>> BEGIN Task input

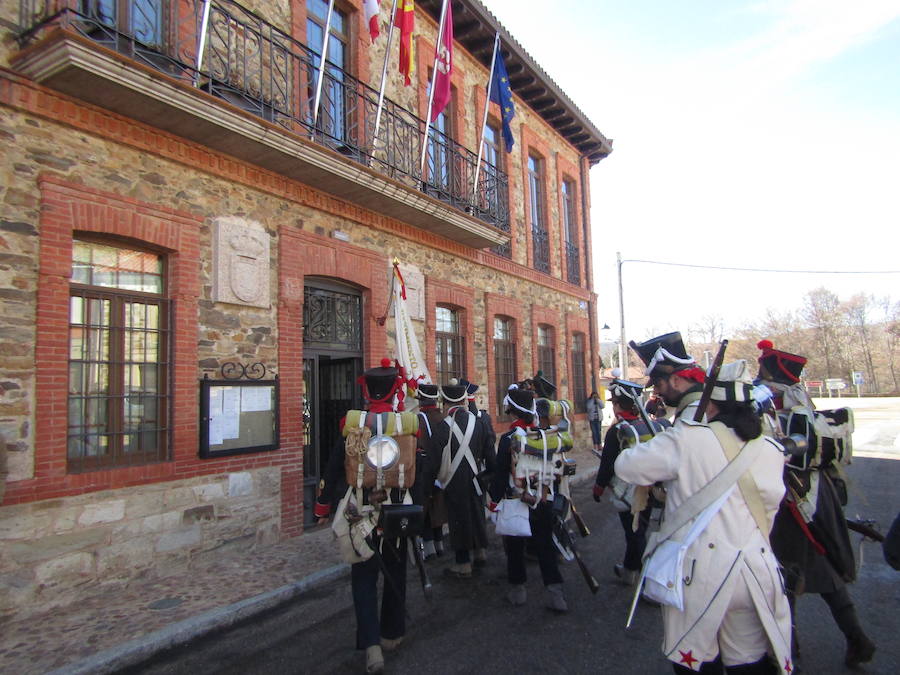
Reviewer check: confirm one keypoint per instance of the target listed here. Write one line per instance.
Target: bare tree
(892, 337)
(858, 311)
(821, 311)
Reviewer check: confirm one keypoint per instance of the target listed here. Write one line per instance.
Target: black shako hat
(663, 355)
(779, 366)
(543, 387)
(380, 383)
(625, 391)
(453, 393)
(471, 388)
(427, 393)
(520, 402)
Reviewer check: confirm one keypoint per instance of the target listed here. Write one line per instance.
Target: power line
(761, 269)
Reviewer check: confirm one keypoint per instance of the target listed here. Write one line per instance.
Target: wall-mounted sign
(238, 416)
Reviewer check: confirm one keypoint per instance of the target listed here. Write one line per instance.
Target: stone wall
(60, 530)
(48, 549)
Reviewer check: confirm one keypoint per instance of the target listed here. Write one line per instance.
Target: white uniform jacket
(730, 551)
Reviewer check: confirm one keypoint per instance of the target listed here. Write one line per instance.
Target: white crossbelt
(464, 452)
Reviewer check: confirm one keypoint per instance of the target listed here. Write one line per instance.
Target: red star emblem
(687, 658)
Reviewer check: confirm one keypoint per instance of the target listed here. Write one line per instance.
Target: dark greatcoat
(805, 570)
(465, 508)
(435, 507)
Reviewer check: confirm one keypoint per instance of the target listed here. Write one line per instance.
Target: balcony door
(332, 362)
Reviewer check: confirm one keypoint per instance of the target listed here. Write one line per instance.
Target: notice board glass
(238, 416)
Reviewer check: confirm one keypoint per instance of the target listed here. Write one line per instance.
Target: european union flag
(501, 94)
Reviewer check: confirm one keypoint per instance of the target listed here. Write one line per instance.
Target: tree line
(839, 337)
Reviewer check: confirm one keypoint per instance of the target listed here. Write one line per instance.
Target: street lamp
(623, 364)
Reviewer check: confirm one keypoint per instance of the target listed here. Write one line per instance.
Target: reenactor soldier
(723, 605)
(506, 487)
(628, 430)
(810, 535)
(430, 416)
(375, 463)
(455, 451)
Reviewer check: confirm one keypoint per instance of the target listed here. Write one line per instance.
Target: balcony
(572, 261)
(540, 248)
(252, 95)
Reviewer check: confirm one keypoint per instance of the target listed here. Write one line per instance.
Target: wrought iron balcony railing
(250, 63)
(574, 274)
(540, 248)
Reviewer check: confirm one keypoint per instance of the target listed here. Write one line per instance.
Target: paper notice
(255, 399)
(231, 412)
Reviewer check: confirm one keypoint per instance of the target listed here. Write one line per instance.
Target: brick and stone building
(173, 217)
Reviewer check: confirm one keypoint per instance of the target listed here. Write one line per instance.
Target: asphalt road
(469, 628)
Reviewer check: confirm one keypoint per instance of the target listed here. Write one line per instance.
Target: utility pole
(623, 347)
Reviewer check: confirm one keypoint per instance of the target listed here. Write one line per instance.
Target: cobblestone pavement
(117, 625)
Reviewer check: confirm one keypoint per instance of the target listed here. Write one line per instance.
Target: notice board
(238, 416)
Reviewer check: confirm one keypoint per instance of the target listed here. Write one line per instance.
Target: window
(570, 229)
(449, 353)
(140, 19)
(504, 361)
(118, 358)
(540, 243)
(439, 153)
(332, 109)
(490, 188)
(546, 357)
(577, 378)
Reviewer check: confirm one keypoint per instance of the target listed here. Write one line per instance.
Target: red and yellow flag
(403, 19)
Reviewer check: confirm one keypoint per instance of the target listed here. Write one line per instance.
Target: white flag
(408, 352)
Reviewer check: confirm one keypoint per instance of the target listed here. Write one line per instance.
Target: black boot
(762, 667)
(860, 649)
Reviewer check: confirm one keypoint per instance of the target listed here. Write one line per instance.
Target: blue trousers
(541, 520)
(364, 581)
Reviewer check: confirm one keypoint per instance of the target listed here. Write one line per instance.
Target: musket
(579, 521)
(865, 528)
(419, 556)
(710, 382)
(708, 385)
(570, 544)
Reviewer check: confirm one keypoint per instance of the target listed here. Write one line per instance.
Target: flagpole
(387, 55)
(437, 43)
(487, 104)
(322, 55)
(204, 27)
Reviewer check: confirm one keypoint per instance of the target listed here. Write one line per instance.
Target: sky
(761, 134)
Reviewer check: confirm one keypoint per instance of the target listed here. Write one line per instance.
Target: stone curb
(142, 649)
(145, 647)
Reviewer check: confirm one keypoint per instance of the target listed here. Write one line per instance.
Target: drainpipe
(588, 276)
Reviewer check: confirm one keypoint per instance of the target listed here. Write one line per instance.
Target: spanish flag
(403, 19)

>> END Task input

## What you should do
How many lines in the rows above contain the string "board"? Treat case as significant, and reply with the number alone.

## Result of the task
2